§ **GEKOZEN FRAGMENT**
/---
Rechtbank Amsterdam, 03-09-2020, ECLI:NL:RBAMS:2020:4354, 8652571 KK EXPL 20-424
Rechtbank Amsterdam, 03-09-2020, ECLI:NL:RBAMS:2020:4354, 8652571 KK EXPL 20-424
Gegevens
- Instantie
- Rechtbank Amsterdam
- Datum uitspraak
- 3 september 2020
- Datum publicatie
- 23 september 2020
- ECLI
- ECLI:NL:RBAMS:2020:4354
- Zaaknummer
- 8652571 KK EXPL 20-424
Inhoudsindicatie
Kort geding. Rechtsvermoeden arbeidsomvang. Samenloop 7:610 en 7:628a BW. Niet werken als toeristengids in verband met coronamaatregelen valt in risicosfeer van werkgever die aanspraak heeft op NOW regeling
Uitspraak
Afdeling privaatrecht
zaaknummer: 8652571 KK EXPL 20-424
vonnis van: 3 september 2020
func.: 515
I n z a k e
wonende te [woonplaats] ,
eiser,
nader te noemen: [eiser] ,
gemachtigde: mr. B. Bostancieri-Dinc,
t e g e n
gevestigd te [vestigingsplaats] ,
gedaagde,
nader te noemen: [gedaagde] ,
gemachtigde: mr. D. Griffiths.
\---
Uittreksel uit een dataset:
/---
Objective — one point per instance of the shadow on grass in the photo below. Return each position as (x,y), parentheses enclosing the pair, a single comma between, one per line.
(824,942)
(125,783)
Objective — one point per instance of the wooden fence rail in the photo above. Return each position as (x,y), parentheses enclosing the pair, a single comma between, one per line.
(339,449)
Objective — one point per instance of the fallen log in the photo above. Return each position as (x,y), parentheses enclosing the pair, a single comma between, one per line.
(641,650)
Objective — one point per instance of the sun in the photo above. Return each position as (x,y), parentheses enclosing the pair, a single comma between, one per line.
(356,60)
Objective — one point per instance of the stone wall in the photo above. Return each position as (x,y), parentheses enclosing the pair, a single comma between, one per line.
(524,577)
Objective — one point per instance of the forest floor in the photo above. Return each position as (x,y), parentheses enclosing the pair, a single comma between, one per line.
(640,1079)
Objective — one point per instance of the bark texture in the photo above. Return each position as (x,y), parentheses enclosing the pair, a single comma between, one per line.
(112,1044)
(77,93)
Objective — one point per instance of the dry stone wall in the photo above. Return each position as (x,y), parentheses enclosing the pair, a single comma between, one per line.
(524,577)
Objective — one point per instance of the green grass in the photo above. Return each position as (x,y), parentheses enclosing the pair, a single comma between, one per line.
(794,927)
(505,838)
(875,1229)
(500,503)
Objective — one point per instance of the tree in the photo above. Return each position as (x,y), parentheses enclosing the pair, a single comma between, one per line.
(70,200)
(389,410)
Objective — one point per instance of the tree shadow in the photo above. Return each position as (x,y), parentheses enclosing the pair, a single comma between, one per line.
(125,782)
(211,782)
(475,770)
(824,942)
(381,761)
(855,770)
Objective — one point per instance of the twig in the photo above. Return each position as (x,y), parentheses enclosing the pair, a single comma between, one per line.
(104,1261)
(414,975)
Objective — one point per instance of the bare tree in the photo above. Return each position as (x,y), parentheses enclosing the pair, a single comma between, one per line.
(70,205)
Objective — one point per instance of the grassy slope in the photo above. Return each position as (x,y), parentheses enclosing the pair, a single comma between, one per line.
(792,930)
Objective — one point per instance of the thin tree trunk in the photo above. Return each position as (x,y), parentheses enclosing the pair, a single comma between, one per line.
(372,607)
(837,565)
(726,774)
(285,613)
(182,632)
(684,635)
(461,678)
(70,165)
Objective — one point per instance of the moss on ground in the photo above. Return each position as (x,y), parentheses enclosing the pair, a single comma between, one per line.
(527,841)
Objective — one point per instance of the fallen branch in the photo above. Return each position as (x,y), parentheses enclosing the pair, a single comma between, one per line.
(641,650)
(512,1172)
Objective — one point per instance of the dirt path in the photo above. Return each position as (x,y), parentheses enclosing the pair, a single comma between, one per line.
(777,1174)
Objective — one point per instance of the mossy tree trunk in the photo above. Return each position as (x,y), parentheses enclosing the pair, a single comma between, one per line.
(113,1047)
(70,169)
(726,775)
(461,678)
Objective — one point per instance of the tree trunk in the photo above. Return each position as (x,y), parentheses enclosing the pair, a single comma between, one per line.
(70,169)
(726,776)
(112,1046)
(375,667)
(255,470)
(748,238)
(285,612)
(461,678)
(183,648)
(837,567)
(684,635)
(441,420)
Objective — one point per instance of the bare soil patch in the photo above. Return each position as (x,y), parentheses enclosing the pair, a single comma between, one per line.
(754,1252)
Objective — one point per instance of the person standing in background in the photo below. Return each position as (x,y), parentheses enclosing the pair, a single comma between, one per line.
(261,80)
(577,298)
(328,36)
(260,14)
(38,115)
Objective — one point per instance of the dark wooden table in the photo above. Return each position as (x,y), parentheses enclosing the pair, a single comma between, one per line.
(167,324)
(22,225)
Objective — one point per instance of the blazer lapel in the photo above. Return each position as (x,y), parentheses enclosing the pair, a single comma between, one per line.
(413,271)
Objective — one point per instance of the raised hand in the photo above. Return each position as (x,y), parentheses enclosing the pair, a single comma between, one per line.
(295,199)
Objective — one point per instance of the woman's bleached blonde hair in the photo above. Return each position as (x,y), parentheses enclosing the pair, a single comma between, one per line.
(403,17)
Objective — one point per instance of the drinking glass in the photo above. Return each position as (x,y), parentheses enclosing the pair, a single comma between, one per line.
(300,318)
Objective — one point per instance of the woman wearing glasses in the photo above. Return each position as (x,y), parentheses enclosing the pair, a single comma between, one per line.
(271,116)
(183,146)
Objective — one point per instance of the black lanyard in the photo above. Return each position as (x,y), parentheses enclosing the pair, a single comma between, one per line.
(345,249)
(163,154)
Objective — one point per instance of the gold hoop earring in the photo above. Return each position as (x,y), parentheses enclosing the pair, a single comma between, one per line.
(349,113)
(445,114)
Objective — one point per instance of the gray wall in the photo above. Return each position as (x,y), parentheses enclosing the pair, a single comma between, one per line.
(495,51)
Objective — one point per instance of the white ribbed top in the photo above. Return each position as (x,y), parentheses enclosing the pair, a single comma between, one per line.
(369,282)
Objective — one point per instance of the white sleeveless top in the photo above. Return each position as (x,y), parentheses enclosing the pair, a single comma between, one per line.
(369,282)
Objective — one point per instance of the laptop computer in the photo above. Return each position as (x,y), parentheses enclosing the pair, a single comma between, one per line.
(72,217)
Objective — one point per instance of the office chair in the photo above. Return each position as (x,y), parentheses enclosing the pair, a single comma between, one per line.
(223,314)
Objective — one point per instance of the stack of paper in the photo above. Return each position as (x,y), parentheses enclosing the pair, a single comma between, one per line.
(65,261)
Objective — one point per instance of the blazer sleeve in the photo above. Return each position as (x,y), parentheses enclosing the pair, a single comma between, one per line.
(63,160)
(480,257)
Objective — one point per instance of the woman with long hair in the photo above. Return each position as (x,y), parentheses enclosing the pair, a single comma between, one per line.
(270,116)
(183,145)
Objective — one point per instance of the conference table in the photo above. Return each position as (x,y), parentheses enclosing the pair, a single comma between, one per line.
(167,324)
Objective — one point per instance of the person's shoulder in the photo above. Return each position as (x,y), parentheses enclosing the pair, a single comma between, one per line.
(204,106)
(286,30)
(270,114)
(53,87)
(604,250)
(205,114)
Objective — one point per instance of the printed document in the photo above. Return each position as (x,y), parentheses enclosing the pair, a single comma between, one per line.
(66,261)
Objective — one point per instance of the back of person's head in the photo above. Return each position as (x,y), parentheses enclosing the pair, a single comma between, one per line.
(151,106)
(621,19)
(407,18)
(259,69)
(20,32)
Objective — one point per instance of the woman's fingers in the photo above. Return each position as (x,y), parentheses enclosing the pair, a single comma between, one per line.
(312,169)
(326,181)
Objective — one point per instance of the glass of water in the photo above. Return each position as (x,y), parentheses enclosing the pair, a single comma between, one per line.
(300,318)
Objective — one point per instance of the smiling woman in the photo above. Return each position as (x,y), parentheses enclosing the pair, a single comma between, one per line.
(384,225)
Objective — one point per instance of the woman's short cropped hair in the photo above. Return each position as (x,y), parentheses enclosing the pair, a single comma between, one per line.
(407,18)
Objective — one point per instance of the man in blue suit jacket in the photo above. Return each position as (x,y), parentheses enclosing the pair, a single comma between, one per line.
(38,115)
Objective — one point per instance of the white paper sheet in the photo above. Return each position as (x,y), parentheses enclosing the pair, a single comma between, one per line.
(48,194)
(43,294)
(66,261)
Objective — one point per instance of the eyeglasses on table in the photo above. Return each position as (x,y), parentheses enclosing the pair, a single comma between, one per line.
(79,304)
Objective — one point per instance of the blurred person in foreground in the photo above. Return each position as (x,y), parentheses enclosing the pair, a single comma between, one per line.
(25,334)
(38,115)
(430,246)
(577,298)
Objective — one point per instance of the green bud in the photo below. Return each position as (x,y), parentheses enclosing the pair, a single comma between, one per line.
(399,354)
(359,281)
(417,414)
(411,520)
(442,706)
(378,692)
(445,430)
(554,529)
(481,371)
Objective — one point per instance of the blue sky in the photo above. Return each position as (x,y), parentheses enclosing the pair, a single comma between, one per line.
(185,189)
\---
§ **SCHRIFTELIJKE OPDRACHT**
Som de namen op van alle rubrieken die in het gekozen fragment onder "Gegevens" staan, zonder de ingevulde waarden. De vermeldingen zijn hier niet nodig.

§ **SCHRIFTELIJK ANTWOORD**
Instantie, Datum uitspraak, Datum publicatie, ECLI en Zaaknummer.